Deufol SE announced uncertainty about the COVID 19 pandemic continues to persist in the current year. However, with the outbreak of the Ukraine war and its far-reaching consequences, the pandemic has receded to some extent into the background; as the course of case numbers this summer shows, however, it continues to harbor substantial risks that cannot be assessed due to its ever-new variants. Of considerable importance in this context is the situation in China.

In the event of a lockdown, the strict no-COVID policy can lead to considerable restrictions on transport capacities in international sea transport and, as a result, to extreme disruptions in supply chains. Supply chain disruptions have also been exacerbated by the Ukraine war. Although the Deufol Group is not directly affected by the Ukraine war, its impact is increasingly noticeable with the accompanying energy crisis, rising prices in various sectors and manifesting inflation.

According to management estimates, the sharp rise in inflation will be reflected in higher wages and salaries, among other things, and will also indirectly lead to higher remuneration for temporary workers, subcontractors and service providers. The company therefore expected a significant increase in personnel expense as early as the 2nd half of 2022. Due to government intervention in the gas price in Germany, the effects in terms of increased energy costs are likely to intensify further and significantly increase other operating expenses in the future.
━━━━━━━━━━
**TASKS FOR THIS EXERCISE**.
#1 Please retype the part of the Deufol passage that opens with the words containing "Deufol SE announced" and closes with "situation in China.".
#2 Answer these questions using the Deufol passage:
(a) Which country's situation does it call of considerable importance?
(b) From when did the company expect a significant increase in personnel expense?
(c) What has also made supply chain disruptions worse?
#3 Translate this sentence from the Deufol passage into Spanish: "Supply chain disruptions have also been exacerbated by the Ukraine war."
━━━━━━━━━━
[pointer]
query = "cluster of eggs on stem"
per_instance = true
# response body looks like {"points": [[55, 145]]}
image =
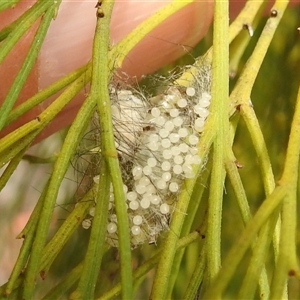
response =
{"points": [[157, 145]]}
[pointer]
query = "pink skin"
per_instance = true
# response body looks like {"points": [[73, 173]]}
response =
{"points": [[69, 41]]}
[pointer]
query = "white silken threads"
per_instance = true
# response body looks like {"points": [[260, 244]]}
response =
{"points": [[157, 146]]}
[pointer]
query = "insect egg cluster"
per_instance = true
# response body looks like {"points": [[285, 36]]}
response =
{"points": [[157, 145]]}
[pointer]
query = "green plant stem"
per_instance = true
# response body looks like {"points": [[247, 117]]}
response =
{"points": [[66, 230], [99, 90], [197, 276], [219, 111], [246, 16], [256, 270], [147, 266], [8, 4], [26, 67], [27, 234], [45, 94], [287, 260], [9, 170], [194, 204], [15, 141], [268, 207], [65, 284], [59, 170], [143, 29], [96, 247], [37, 10]]}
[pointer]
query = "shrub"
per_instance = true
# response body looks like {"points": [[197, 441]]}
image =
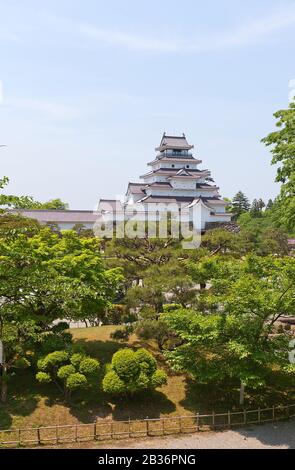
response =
{"points": [[22, 363], [59, 327], [148, 363], [132, 372], [65, 371], [126, 365], [89, 366], [43, 377], [122, 334], [76, 381], [159, 378], [76, 359], [113, 384], [171, 307]]}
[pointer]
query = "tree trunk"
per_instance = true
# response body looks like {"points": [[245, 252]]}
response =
{"points": [[4, 379], [242, 394]]}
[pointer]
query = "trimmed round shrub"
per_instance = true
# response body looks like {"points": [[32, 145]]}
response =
{"points": [[158, 378], [122, 334], [43, 377], [148, 363], [61, 326], [22, 363], [76, 381], [126, 365], [65, 371], [41, 364], [171, 307], [113, 384], [76, 359], [89, 366]]}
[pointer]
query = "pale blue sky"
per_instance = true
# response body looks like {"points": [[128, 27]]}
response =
{"points": [[89, 87]]}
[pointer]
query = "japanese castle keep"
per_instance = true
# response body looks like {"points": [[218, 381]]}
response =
{"points": [[174, 183]]}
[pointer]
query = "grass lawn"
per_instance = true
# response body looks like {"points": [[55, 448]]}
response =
{"points": [[31, 404]]}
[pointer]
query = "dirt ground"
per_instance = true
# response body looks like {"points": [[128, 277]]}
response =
{"points": [[269, 436]]}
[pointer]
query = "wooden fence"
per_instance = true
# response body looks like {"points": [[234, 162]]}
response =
{"points": [[103, 430]]}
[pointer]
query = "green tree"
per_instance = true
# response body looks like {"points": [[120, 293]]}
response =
{"points": [[234, 338], [240, 203], [282, 144], [47, 276], [132, 372], [68, 372]]}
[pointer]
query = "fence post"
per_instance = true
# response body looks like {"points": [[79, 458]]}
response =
{"points": [[38, 436]]}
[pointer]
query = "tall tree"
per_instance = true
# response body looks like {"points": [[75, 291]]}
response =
{"points": [[282, 144], [235, 337], [46, 276]]}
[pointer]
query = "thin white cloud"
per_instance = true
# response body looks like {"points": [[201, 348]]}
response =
{"points": [[48, 109], [243, 35]]}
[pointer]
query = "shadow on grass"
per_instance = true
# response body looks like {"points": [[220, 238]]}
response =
{"points": [[204, 398], [145, 405], [101, 350], [22, 399]]}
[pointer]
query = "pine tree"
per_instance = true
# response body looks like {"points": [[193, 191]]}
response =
{"points": [[261, 204], [240, 203]]}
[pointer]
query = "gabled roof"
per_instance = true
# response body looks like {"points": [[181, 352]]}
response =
{"points": [[135, 188], [174, 142], [109, 205]]}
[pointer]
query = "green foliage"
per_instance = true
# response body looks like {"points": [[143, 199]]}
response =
{"points": [[89, 367], [65, 371], [122, 334], [234, 337], [76, 359], [22, 363], [69, 372], [240, 203], [132, 372], [282, 144], [53, 360], [126, 365], [43, 377], [76, 381], [112, 384], [159, 378]]}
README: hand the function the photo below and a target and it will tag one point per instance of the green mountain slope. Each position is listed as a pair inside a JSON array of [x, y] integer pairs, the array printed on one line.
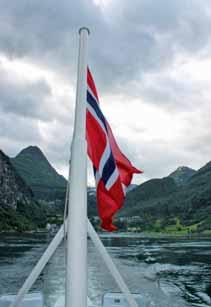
[[161, 202], [182, 174], [34, 168], [18, 209]]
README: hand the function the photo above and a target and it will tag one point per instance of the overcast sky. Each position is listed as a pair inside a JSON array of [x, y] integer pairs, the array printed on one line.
[[151, 61]]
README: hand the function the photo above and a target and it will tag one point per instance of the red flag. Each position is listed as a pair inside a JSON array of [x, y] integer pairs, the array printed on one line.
[[113, 171]]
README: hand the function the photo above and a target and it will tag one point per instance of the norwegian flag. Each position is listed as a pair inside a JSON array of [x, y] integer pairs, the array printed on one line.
[[113, 171]]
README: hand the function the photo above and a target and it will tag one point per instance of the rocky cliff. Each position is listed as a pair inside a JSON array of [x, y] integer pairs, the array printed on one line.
[[13, 189]]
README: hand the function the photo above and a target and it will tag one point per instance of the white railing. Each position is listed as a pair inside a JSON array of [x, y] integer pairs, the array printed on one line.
[[50, 251]]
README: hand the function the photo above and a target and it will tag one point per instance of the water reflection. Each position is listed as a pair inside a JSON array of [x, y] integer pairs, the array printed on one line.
[[167, 271]]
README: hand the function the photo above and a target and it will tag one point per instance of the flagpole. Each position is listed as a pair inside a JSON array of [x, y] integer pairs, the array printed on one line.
[[76, 270]]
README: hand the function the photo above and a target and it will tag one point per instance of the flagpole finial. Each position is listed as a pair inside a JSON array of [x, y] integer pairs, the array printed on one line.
[[84, 28]]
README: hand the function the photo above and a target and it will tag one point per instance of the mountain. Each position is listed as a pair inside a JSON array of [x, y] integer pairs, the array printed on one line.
[[34, 168], [18, 209], [163, 201], [182, 174]]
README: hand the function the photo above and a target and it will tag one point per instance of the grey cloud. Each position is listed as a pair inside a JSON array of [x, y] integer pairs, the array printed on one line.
[[131, 40], [17, 132], [28, 99]]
━━━━━━━━━━
**TASK-BY-TASK OUTPUTS**.
#1
Deufol SE announced uncertainty about the COVID 19 pandemic continues to persist in the current year. However, with the outbreak of the Ukraine war and its far-reaching consequences, the pandemic has receded to some extent into the background; as the course of case numbers this summer shows, however, it continues to harbor substantial risks that cannot be assessed due to its ever-new variants. Of considerable importance in this context is the situation in China.

#2
(a) China
(b) As early as the 2nd half of 2022
(c) The Ukraine war

#3 Las interrupciones en las cadenas de suministro también se han visto agravadas por la guerra de Ucrania.